■ **Task set**:
a) Answer these questions from the IGinX manual text:
(i) What kind of system does the manual say IGinX is?
(ii) Which time series databases does IGinX directly support?
(iii) Which installation method does the manual recommend?
b) Carry the IGinX manual text forward from its last line.

IGinX

IGinX Installation and Use Manual

[TOC]

IGinX is an open source polystore system. A polystore system provides an integrated data management service over a set of one or more potentially heterogeneous database/storage engines, serving heterogeneous workloads.

Currently, IGinX directly supports big data service over relational database PostgreSQL, time series databases InfluxDB/IoTDB/TimescaleDB/OpenTSDB, and Parquet data files.

Download and Installation

IGinX provides you with two installation methods. You can refer to the following suggestions and choose either of them:

  1. Download the installation package from the official website. This is our recommended installation method, through which you will get a packaged executable binary file that can be used immediately.
  2. Compile with source code. If you need to modify code yourself, you can use this installation method.

■ **Extracted records**:

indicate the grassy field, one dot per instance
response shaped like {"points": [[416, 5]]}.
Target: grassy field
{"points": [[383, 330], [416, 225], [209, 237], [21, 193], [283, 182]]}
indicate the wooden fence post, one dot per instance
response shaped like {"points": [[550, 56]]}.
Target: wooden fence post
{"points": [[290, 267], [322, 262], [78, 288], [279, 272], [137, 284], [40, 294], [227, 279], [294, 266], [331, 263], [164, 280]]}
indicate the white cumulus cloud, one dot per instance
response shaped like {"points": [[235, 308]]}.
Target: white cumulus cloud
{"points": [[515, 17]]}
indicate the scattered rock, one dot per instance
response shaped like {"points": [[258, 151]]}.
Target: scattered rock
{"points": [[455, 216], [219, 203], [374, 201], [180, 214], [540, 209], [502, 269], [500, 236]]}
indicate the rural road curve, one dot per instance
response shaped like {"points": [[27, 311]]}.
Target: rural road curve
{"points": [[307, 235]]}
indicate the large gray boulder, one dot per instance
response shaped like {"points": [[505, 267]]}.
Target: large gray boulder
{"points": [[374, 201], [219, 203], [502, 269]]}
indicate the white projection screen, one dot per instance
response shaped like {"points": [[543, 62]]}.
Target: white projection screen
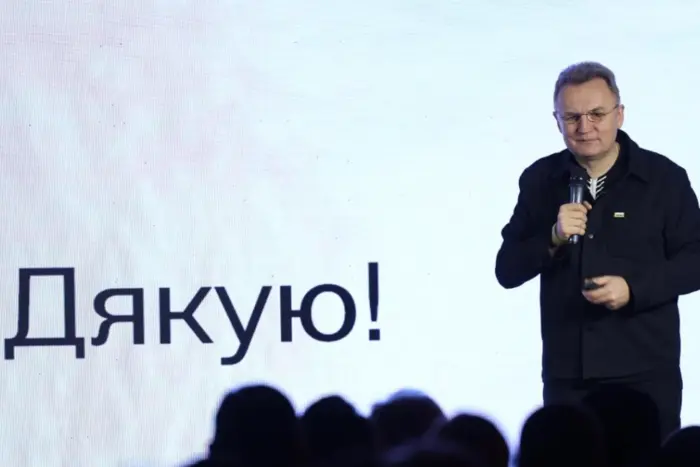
{"points": [[222, 152]]}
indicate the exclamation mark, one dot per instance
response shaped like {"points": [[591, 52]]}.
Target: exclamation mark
{"points": [[374, 298]]}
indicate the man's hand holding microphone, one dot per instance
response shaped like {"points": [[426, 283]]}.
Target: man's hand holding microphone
{"points": [[610, 291]]}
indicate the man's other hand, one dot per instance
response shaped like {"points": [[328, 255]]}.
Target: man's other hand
{"points": [[613, 292]]}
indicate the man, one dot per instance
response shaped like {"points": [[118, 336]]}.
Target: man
{"points": [[609, 302]]}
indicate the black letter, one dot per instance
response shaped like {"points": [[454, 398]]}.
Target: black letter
{"points": [[304, 312], [110, 319], [21, 339], [244, 334], [166, 315]]}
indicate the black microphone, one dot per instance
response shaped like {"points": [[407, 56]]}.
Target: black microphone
{"points": [[577, 185]]}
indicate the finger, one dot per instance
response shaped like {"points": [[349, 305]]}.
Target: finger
{"points": [[598, 296], [577, 208], [579, 216], [602, 280]]}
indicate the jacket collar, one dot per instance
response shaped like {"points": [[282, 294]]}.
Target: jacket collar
{"points": [[636, 159]]}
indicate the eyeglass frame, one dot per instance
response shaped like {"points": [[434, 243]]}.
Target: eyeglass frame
{"points": [[591, 116]]}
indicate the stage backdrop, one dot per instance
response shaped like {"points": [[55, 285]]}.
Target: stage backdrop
{"points": [[197, 195]]}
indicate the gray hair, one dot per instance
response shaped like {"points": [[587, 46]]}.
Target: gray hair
{"points": [[584, 72]]}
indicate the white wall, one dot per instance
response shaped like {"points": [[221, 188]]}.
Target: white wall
{"points": [[241, 144]]}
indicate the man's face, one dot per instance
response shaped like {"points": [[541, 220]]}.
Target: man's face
{"points": [[588, 117]]}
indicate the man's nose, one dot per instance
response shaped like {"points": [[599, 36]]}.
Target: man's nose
{"points": [[584, 125]]}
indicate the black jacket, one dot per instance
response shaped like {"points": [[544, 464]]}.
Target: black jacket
{"points": [[646, 229]]}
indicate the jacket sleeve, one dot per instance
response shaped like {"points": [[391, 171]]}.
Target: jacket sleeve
{"points": [[679, 274], [524, 252]]}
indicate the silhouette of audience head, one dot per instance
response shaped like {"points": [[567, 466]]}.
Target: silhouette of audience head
{"points": [[630, 422], [436, 453], [257, 426], [335, 430], [561, 435], [407, 416], [478, 435], [681, 449]]}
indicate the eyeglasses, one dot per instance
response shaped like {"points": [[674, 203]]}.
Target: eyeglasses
{"points": [[594, 116]]}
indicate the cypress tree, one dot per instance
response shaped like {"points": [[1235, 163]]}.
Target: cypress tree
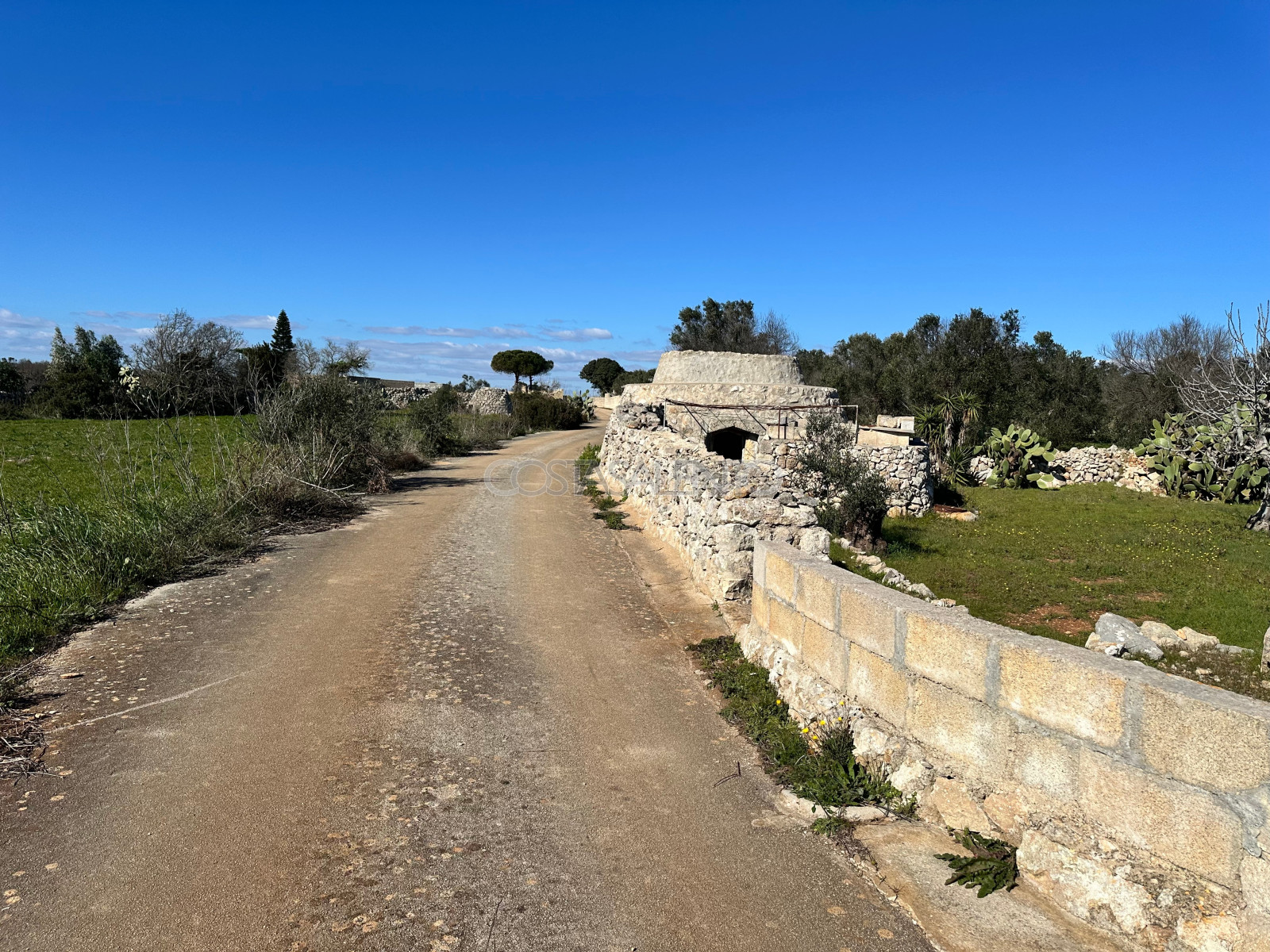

■ **Results by task**:
a)
(i) An open source polystore system.
(ii) InfluxDB, IoTDB, TimescaleDB and OpenTSDB.
(iii) Downloading the installation package from the official website.

b)
Environmental Preparation

Java Installation

Since ZooKeeper, IGinX and IoTDB are all developed using Java, Java needs to be installed first. If a running environment of JDK >= 1.8 has been installed locally, skip this step entirely.

  1. First, visit the official Java website to download the JDK package for your current system.
  2. Installation
$ cd ~/Downloads
$ tar -zxf jdk-8u181-linux-x64.gz # unzip files
$ mkdir /opt/jdk
$ mv jdk-1.8.0_181 /opt/jdk/
  1. Set the path

Edit the ~/.bashrc file and add the following two lines at the end of the file:

export JAVA_HOME = /usr/jdk/jdk-1.8.0_181
export PATH=$PATH:$JAVA_HOME/bin

Load the file with the changed configuration (into shell scripts):

$ source ~/.bashrc
  1. Use java -version to determine whether JDK installed successfully.
$ java -version
java version "1.8.0_181"
Java(TM) SE Runtime Environment (build 1.8.0_181-b13)
Java HotSpot(TM) 64-Bit Server VM (build 25.181-b13, mixed mode)

If the words above are displayed, it means the installation was successful.

Maven Installation

Maven is a build automation tool used primarily to build and managa Java projects. If you need to compile from the source code, you also need to install a Maven environment >= 3.6. Otherwise, skip this step entirely.

This step has been added- before installing ZooKeeper, you may check that you have the installation of wget. It will save time.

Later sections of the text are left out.